━━━━━ Information given ━━━━━

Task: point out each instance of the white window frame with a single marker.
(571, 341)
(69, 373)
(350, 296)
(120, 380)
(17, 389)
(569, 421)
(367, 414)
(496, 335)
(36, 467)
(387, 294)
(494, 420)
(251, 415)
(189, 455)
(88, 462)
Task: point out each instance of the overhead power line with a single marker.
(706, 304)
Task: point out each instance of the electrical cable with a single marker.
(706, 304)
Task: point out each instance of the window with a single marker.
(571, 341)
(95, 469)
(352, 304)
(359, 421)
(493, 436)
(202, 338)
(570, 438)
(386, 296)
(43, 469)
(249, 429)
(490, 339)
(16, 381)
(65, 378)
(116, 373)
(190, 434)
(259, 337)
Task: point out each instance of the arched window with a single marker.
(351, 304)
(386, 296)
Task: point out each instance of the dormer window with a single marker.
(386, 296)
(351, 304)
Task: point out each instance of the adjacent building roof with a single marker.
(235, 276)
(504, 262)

━━━━━

Lines from the one holding "Task: point out each instance of the dormer" through the end of the material above should be output exactly, and all others skipped.

Task: point out each instance of the dormer window with a single marker.
(386, 296)
(351, 304)
Task: point out each instance of the adjacent building roof with a single marker.
(235, 276)
(504, 262)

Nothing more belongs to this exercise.